■ **RECORDED INFORMATION**:
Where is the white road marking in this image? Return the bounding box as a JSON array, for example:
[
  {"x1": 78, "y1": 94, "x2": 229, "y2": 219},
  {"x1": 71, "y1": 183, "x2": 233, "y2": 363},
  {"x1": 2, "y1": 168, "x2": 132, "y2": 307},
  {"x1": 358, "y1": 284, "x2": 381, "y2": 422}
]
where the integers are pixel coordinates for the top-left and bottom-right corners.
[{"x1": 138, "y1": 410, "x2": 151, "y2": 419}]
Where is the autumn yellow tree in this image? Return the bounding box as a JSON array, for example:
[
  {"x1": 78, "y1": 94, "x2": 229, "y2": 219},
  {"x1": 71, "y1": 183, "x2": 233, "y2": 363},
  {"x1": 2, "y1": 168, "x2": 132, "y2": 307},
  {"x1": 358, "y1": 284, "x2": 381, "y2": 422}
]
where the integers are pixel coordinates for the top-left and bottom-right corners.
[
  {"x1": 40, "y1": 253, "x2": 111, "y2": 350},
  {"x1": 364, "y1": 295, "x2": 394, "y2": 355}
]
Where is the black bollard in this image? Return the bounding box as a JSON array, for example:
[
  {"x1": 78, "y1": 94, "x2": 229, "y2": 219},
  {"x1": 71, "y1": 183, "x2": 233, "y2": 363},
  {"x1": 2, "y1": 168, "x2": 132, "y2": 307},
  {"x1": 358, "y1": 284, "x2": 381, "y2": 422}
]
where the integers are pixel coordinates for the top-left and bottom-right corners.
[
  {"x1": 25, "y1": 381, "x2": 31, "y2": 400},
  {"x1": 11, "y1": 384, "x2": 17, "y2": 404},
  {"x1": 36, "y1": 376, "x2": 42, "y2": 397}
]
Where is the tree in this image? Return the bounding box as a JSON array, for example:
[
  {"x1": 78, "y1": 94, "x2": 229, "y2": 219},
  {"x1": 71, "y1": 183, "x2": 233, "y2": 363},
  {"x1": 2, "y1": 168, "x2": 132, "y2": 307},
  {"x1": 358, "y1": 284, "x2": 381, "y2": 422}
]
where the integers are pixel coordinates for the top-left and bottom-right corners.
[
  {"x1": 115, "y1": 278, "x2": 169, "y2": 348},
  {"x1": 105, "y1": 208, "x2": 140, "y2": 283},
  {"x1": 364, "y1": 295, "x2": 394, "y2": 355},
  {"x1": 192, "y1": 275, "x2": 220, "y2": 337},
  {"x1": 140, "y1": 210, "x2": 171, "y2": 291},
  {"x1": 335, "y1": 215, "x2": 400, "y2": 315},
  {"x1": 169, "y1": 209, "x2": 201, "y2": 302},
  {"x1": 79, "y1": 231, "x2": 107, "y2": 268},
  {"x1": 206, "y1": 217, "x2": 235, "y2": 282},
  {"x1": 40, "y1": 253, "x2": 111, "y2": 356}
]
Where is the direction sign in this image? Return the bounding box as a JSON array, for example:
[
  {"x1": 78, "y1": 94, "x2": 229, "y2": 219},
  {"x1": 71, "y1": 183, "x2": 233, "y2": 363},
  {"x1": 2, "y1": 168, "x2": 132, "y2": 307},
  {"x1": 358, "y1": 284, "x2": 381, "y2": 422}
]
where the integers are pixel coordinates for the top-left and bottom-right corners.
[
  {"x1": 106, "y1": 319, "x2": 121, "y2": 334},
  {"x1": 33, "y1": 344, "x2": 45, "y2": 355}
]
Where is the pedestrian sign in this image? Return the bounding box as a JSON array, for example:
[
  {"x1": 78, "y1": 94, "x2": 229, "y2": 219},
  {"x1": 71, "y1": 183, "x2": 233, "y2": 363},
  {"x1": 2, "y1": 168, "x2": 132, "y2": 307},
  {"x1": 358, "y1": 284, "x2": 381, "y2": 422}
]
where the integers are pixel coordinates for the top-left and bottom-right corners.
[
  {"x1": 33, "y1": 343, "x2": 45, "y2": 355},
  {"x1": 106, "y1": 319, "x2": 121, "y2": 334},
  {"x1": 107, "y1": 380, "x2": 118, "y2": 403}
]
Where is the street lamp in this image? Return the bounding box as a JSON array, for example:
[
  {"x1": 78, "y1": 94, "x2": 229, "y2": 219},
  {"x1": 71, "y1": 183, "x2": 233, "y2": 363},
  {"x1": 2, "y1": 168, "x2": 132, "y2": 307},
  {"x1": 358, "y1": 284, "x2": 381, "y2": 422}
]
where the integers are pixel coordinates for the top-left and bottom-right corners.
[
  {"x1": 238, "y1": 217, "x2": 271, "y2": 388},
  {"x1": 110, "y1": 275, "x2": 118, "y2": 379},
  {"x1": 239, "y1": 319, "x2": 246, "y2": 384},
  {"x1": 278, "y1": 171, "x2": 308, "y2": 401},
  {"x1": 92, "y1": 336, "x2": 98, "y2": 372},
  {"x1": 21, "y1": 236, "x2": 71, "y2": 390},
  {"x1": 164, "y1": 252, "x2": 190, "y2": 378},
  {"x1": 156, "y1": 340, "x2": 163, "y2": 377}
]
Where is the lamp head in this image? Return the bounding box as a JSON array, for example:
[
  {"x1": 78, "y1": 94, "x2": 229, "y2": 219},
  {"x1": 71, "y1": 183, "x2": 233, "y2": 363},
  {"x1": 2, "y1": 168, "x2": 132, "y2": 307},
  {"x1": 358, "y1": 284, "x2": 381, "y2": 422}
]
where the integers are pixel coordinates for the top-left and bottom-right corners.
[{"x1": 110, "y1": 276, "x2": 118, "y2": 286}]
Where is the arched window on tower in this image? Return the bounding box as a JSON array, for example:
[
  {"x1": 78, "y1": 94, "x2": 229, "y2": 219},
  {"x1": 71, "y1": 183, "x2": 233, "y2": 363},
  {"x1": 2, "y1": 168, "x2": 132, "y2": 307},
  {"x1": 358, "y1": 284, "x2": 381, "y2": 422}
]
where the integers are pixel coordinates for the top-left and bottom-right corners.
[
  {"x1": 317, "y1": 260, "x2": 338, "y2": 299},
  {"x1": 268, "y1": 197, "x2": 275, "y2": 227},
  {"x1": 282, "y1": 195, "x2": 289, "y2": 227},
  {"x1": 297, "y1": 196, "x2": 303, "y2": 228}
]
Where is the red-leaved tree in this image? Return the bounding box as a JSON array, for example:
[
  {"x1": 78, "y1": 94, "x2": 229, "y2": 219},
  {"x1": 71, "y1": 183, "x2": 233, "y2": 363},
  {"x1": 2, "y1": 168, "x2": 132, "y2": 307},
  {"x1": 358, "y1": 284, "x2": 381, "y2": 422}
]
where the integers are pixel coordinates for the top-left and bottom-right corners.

■ **WHAT THE EXERCISE ASKS**:
Can you rewrite all of the items above, replacing "pixel coordinates" with "pixel positions" and leaving everything else as it is?

■ **EXERCISE SOLUTION**:
Where is the white road marking in this image? Return the bounding box as a JSON array, for example:
[
  {"x1": 78, "y1": 94, "x2": 229, "y2": 219},
  {"x1": 71, "y1": 183, "x2": 233, "y2": 363},
  {"x1": 2, "y1": 168, "x2": 132, "y2": 307},
  {"x1": 358, "y1": 284, "x2": 381, "y2": 422}
]
where the integers are pixel positions for the top-left and bottom-right corners.
[{"x1": 138, "y1": 410, "x2": 151, "y2": 419}]
Where is the autumn yellow tree in this image? Return the bounding box as a JSON array, for example:
[
  {"x1": 78, "y1": 94, "x2": 229, "y2": 219},
  {"x1": 71, "y1": 183, "x2": 233, "y2": 363},
  {"x1": 2, "y1": 168, "x2": 132, "y2": 307},
  {"x1": 358, "y1": 284, "x2": 381, "y2": 422}
]
where the integers are pixel positions for the top-left and bottom-right corners.
[
  {"x1": 40, "y1": 253, "x2": 111, "y2": 350},
  {"x1": 364, "y1": 295, "x2": 394, "y2": 355}
]
Where is the black bollard in this image? Return the bounding box as a JSON array, for example:
[
  {"x1": 78, "y1": 94, "x2": 229, "y2": 219},
  {"x1": 71, "y1": 183, "x2": 233, "y2": 363},
  {"x1": 2, "y1": 168, "x2": 132, "y2": 307},
  {"x1": 358, "y1": 284, "x2": 381, "y2": 422}
]
where the integers are pixel positions for the top-left and bottom-right corners.
[
  {"x1": 25, "y1": 381, "x2": 31, "y2": 400},
  {"x1": 11, "y1": 384, "x2": 17, "y2": 404},
  {"x1": 36, "y1": 376, "x2": 42, "y2": 397}
]
Where is the tree in this image? Return the bounding box as a JSON array, for example:
[
  {"x1": 78, "y1": 94, "x2": 229, "y2": 219},
  {"x1": 71, "y1": 183, "x2": 233, "y2": 363},
  {"x1": 2, "y1": 168, "x2": 132, "y2": 307},
  {"x1": 358, "y1": 284, "x2": 381, "y2": 422}
]
where the integers are pixel positions for the top-left and bottom-right corners.
[
  {"x1": 115, "y1": 278, "x2": 169, "y2": 348},
  {"x1": 105, "y1": 208, "x2": 140, "y2": 283},
  {"x1": 364, "y1": 295, "x2": 394, "y2": 355},
  {"x1": 192, "y1": 275, "x2": 220, "y2": 337},
  {"x1": 140, "y1": 210, "x2": 171, "y2": 291},
  {"x1": 335, "y1": 215, "x2": 400, "y2": 315},
  {"x1": 169, "y1": 209, "x2": 201, "y2": 302},
  {"x1": 79, "y1": 231, "x2": 107, "y2": 268},
  {"x1": 206, "y1": 217, "x2": 235, "y2": 282},
  {"x1": 40, "y1": 253, "x2": 111, "y2": 356}
]
Where is the direction sign in this image? Return the bounding box as a JSON array, for example:
[
  {"x1": 78, "y1": 94, "x2": 229, "y2": 219},
  {"x1": 71, "y1": 183, "x2": 233, "y2": 363},
  {"x1": 2, "y1": 168, "x2": 132, "y2": 307},
  {"x1": 358, "y1": 284, "x2": 381, "y2": 422}
]
where the integers are pixel positions for the top-left and bottom-right corners.
[
  {"x1": 106, "y1": 319, "x2": 121, "y2": 334},
  {"x1": 33, "y1": 344, "x2": 45, "y2": 355}
]
Where is the pedestrian sign in this image? Return the bounding box as a JSON array, for example:
[
  {"x1": 78, "y1": 94, "x2": 229, "y2": 219},
  {"x1": 71, "y1": 183, "x2": 233, "y2": 363},
  {"x1": 2, "y1": 168, "x2": 132, "y2": 307},
  {"x1": 358, "y1": 284, "x2": 381, "y2": 422}
]
where the integers are pixel positions for the top-left and bottom-right corners.
[
  {"x1": 33, "y1": 343, "x2": 45, "y2": 355},
  {"x1": 106, "y1": 319, "x2": 121, "y2": 334},
  {"x1": 107, "y1": 380, "x2": 118, "y2": 403}
]
Where is the street lamp in this image? Return the bounding box as a JSON array, for example:
[
  {"x1": 78, "y1": 94, "x2": 229, "y2": 219},
  {"x1": 71, "y1": 183, "x2": 233, "y2": 363},
  {"x1": 2, "y1": 168, "x2": 132, "y2": 307},
  {"x1": 358, "y1": 284, "x2": 381, "y2": 422}
]
where the integers are pixel positions for the top-left and bottom-right corners.
[
  {"x1": 238, "y1": 217, "x2": 271, "y2": 388},
  {"x1": 110, "y1": 275, "x2": 118, "y2": 379},
  {"x1": 239, "y1": 319, "x2": 246, "y2": 384},
  {"x1": 278, "y1": 171, "x2": 308, "y2": 401},
  {"x1": 92, "y1": 336, "x2": 98, "y2": 372},
  {"x1": 21, "y1": 236, "x2": 71, "y2": 390},
  {"x1": 164, "y1": 252, "x2": 190, "y2": 378},
  {"x1": 156, "y1": 340, "x2": 163, "y2": 377}
]
Where is the lamp head in this image? Return the bounding box as a JSON array, for example:
[
  {"x1": 78, "y1": 94, "x2": 229, "y2": 219},
  {"x1": 71, "y1": 183, "x2": 233, "y2": 363},
  {"x1": 2, "y1": 168, "x2": 132, "y2": 307},
  {"x1": 358, "y1": 284, "x2": 381, "y2": 422}
]
where the integers are pixel positions for the top-left and bottom-right corners.
[{"x1": 110, "y1": 276, "x2": 118, "y2": 286}]
Where is the arched window on tower in this image? Return the bounding box as a JSON array, for example:
[
  {"x1": 78, "y1": 94, "x2": 229, "y2": 219},
  {"x1": 71, "y1": 183, "x2": 233, "y2": 363},
  {"x1": 2, "y1": 168, "x2": 132, "y2": 307},
  {"x1": 358, "y1": 284, "x2": 381, "y2": 422}
]
where the integers are pixel positions for the top-left and bottom-right corners.
[
  {"x1": 317, "y1": 260, "x2": 338, "y2": 299},
  {"x1": 268, "y1": 197, "x2": 275, "y2": 227},
  {"x1": 282, "y1": 195, "x2": 289, "y2": 227},
  {"x1": 297, "y1": 196, "x2": 303, "y2": 228}
]
Where is the red-leaved tree in this image? Return the bounding box as a JSON array, for example:
[
  {"x1": 78, "y1": 94, "x2": 229, "y2": 219},
  {"x1": 71, "y1": 183, "x2": 233, "y2": 363},
  {"x1": 2, "y1": 168, "x2": 132, "y2": 307},
  {"x1": 358, "y1": 284, "x2": 381, "y2": 422}
]
where the integers are pixel positions for the top-left and bottom-right corners.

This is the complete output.